> **WHAT THE EXERCISE ASKS**:
Print, exactly and completely, the data that appears below.

(Beginning of EXERCISE MATERIALS)

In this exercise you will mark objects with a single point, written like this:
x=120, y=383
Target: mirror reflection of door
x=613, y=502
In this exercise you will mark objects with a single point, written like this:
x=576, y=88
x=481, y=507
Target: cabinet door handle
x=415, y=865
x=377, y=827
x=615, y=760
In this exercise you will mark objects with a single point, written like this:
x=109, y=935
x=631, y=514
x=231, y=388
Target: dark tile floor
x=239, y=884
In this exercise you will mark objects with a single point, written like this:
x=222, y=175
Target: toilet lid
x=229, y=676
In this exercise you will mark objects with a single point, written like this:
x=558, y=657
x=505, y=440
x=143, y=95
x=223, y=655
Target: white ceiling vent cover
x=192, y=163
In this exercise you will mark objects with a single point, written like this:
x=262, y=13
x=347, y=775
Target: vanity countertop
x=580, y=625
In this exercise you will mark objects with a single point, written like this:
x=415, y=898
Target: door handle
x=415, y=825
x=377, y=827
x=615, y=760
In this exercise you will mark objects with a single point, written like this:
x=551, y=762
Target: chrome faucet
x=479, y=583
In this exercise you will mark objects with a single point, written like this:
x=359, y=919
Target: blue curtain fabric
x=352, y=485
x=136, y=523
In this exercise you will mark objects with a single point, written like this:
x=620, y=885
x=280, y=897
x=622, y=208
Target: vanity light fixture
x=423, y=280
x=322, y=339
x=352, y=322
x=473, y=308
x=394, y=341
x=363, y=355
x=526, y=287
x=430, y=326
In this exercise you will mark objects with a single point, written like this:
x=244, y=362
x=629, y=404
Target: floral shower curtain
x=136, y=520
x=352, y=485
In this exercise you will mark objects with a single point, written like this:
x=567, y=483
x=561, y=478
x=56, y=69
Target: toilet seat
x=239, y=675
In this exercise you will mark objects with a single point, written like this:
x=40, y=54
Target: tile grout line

(End of EXERCISE MATERIALS)

> **ANSWER TO THIS TASK**:
In this exercise you will mark objects with a single point, written like this:
x=120, y=383
Target: mirror reflection of door
x=613, y=502
In this exercise you will mark objects with a single point, written like this:
x=576, y=88
x=481, y=507
Target: cabinet door handle
x=415, y=865
x=377, y=827
x=615, y=760
In this exercise you will mark objects with a single point, written like this:
x=109, y=935
x=631, y=514
x=231, y=388
Target: dark tile floor
x=239, y=884
In this exercise you will mark objects with a single point, written like this:
x=222, y=175
Target: toilet lid
x=229, y=676
In this exercise you will mark objects with a single point, written like this:
x=558, y=657
x=505, y=440
x=143, y=95
x=223, y=655
Target: white ceiling vent cover
x=192, y=163
In this exercise you will mark objects with a single point, written like this:
x=262, y=13
x=347, y=775
Target: vanity countertop
x=580, y=625
In this exercise you will mark objects with a single point, written like this:
x=415, y=898
Target: door handle
x=415, y=825
x=377, y=827
x=615, y=760
In this exercise you will mark objects with a single point, written like this:
x=551, y=762
Target: chrome faucet
x=479, y=583
In this exercise you will mark objects with a single point, written like this:
x=359, y=919
Target: blue curtain fabric
x=352, y=485
x=136, y=523
In this exercise you will mark objects with a single point, written like this:
x=620, y=885
x=280, y=897
x=622, y=208
Target: vanity light fixture
x=423, y=280
x=322, y=339
x=352, y=322
x=473, y=308
x=394, y=341
x=363, y=355
x=526, y=287
x=430, y=326
In this exercise you will mark objects with a single point, written like this:
x=244, y=362
x=629, y=404
Target: floral shower curtain
x=136, y=520
x=352, y=485
In this exercise you will mark objects with a single point, written like this:
x=567, y=483
x=561, y=478
x=56, y=69
Target: toilet seat
x=239, y=675
In this exercise you will mark objects with a single point, written like this:
x=40, y=54
Target: tile grout line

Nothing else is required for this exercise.